* EXTRACT PROVIDED:
------------------------------------------------

11 Questions to Ask Yourself Before Selling Your California Business Now
We live in an extraordinary time where one of the only certainties we are offered is uncertainty. But even in light of the COVID-19 pandemic, and sometimes because of it, you may be considering selling your California business. You’re not alone. Other business owners are also choosing now as the right time to exit their business.
In some cases, this is because their business is actually growing during this time, and investors love a healthy business. Still others are selling because they don’t want to face the challenges of recovery or are just ready to retire and the work of recovery is more than they want to take on.
But before you just put your business up for sale, there are some steps you need to take. Here are some questions to ask yourself before selling your California business now.
Understand the Effect of COVID-19 on Selling your California Business
There are a number of effects on selling your California business now, during the COVID-19 crisis and in the period of recovery that follows.
First buyer and seller expectations have changed, and this is an evolving algorithm. Right now, sellers have lowered what they are willing to spend by 10-30% over pre-pandemic levels, but many business owners have not lowered the price they expect to get for their business in response.
Besides changing expectations, you may also be faced with what to do with any assistance you have received at this time. All PPP and CARES act relief you have received is in your name, and you probably can’t transfer those debts to a buyer easily. You need to structure your final sale accordingly and keep that fact in mind.
COVID has had many more impacts on the ins and outs of selling a business, and it is more important than ever to have the help of a Certified Business Broker.
Are you ready to sell now?
This is an important question and one you need to ask others besides yourself. Is your business partner on board if you have one? How about your family and friends? How do they feel?
If you think you are ready to sell, sit down with those close to you and talk in over. The sale of your business may be the single most impactful financial event in your life, and you need to make sure that not only you are ready, but so are those around you.
Are you ready for some deep scrutiny of you and your business?
Selling your business is always a time-consuming proposition, and your buyer will not only look at your business, but that may spill over to them looking at the person behind the business as well. We’ll ask about due diligence in a moment, but it’s important you understand at the outset the magnifying glass you may be under.
Be prepared. Many times, criticism or questions may seem personal, but they usually aren’t. The buyer is simply trying to understand you and your business, and the best way for them to do that is to ask questions.
Do you have time for selling your California business?
This is an all-important question. Selling your business takes time, and that may affect your ability to stay engaged with operations. You need to be prepared for this. That’s also why having a good business broker on your side is an advantage.
But don’t take our word for it. Join our mailing list and check out this case study of selling a manufacturing business to learn more.
Do you have all the facts to sell your business?
You’ll need a lot of data. A lot. Be sure you are ready to share all the facts about your business, include data and numbers to back up any claims you make about customers, money, sales, profits, and loss.
Gather all of these documents before you decide to sell. Do you know what helps you do that? Getting a business valuation. We have a FREE seven-step program that will get you a general idea about what your business is worth. When you’re ready for a certified business valuation, we can help with that too.
Who is on your team?
We’ve mentioned a business broker, but you may also want your accountant, attorney, and key employees in on the selling process. Selling your California business takes a team effort, and it’s something you simply can’t do alone.
If you don’t have a team assembled already for your exit plan, now is the time to get one. Your business broker can help you find the right lawyers and accountants if you don’t already have them.
Is the buyer qualified to buy your business?

------------------------------------------------

(Natural-language object grounding data)
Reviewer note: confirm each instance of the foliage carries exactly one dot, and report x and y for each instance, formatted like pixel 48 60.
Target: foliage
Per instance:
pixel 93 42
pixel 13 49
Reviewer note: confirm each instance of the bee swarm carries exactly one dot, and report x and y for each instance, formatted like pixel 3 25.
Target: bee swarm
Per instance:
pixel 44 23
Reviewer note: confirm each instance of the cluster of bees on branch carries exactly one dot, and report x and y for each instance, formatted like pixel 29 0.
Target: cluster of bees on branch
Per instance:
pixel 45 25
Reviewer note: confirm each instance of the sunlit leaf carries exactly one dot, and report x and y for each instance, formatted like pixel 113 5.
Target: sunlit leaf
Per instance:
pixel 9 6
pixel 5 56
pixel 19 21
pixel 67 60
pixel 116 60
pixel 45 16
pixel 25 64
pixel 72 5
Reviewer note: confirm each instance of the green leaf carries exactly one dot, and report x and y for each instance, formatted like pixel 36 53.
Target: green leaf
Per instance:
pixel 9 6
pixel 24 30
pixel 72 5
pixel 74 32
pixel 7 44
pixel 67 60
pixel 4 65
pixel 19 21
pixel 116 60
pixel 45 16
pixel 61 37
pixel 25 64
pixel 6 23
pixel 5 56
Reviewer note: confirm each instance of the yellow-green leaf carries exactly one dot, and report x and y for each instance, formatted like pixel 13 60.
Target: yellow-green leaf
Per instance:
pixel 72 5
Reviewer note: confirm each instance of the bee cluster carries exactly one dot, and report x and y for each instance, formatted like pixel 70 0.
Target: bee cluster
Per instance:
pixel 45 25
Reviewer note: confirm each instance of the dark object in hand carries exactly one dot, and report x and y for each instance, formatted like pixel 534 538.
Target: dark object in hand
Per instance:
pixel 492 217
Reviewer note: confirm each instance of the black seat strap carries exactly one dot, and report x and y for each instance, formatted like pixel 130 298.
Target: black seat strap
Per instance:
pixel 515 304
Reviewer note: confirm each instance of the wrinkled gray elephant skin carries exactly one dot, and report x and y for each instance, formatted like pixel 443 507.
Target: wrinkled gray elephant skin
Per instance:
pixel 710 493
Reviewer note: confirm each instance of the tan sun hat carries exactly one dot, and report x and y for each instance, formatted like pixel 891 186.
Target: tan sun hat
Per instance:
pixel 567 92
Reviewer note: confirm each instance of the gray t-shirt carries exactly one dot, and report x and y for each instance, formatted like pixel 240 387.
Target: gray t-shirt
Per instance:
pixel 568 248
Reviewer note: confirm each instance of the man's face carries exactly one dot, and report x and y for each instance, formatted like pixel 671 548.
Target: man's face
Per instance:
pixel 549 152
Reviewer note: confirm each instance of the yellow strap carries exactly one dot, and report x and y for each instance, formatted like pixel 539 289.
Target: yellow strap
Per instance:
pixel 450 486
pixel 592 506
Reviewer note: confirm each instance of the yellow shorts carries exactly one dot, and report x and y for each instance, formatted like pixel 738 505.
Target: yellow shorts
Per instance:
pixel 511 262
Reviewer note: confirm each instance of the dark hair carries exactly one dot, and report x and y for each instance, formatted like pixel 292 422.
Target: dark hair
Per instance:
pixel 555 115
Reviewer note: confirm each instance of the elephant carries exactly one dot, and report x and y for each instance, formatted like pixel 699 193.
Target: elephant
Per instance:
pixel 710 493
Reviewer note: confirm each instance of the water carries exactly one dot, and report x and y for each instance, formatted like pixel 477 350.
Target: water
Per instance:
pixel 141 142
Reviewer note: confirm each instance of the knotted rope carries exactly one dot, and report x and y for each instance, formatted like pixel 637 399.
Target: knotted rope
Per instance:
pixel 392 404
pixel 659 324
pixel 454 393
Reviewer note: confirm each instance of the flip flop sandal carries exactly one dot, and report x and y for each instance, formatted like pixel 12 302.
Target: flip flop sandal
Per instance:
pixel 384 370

------------------------------------------------

* QUESTIONS TO ANSWER:
- 1) From the article on selling a California business, reproduce the stretch from "COVID has had" through "Certified Business Broker.".
- 2) According to the article on selling a California business, whose help does COVID make it more important than ever to have when selling?
- 3) Carry the article on selling a California business forward from its last line.

* ANSWERS FOR THIS EXERCISE:
- 1)
COVID has had many more impacts on the ins and outs of selling a business, and it is more important than ever to have the help of a Certified Business Broker.

- 2) A Certified Business Broker's.

- 3)
As soon as you put your business on the market, you will probably get may inquiries. They will be from a variety of buyers who fall into a few categories:
- The tire kicker, who is thinking about a business, but does not have a firm business plan or funding in place.
- A serial entrepreneur, who is looking for a new venture. They’ve done this before, so they may be ready.
- Investors and Private Equity Groups (PEG). They’ve done this before too, and they have a team assembled and financing in place.
- A new entrepreneur. This person may have financing, but they will have a lot of questions about your business, and you’ll have to work to determine if they are qualified in your industry.
A good business broker will help you qualify these buyers and choose the right one for your business.
Do you understand letters of intent and due diligence?
Ah, the legal stuff. The first thing that happens in the sale process is the buyer will give you a letter of intent (LOI). This outlines the conditions under which they will make an offer on your business and says that they will make an offer provided everything you have told them checks out.
After the LOI, the buyer will perform due diligence. All the scrutiny we mentioned above will start here. They will look at you, your finances, your business finances, your taxes, and every aspect of your business, including making sure you are not involved in any lawsuits or other legal action.
This process will take the longest of any process in the sale, and the more organized you are with your data and facts already, the faster the process will go. Your business broker will stick with you through this whole process and is often a great help in getting the right information to the right person at the right time.
Does the buyer offer continuity for your team?
What about your current employees? Does the buyer offer continuity of employment to them, or will some of them be laid off or replaced? This is a good question, especially in the case of a merger type of deal.
You also need to ask yourself when and how you will share with your employees that the business is for sale. This can be very delicate, as you don’t want the sale to affect customer or client relations or even your relationship with vendors.
What about deferred payments or owner financing?
Even if your buyer has financing and cash, sometimes to close a deal you will have to offer some owner financing. You may even have to defer some payments or have some payment based on the continued performance and growth of the business.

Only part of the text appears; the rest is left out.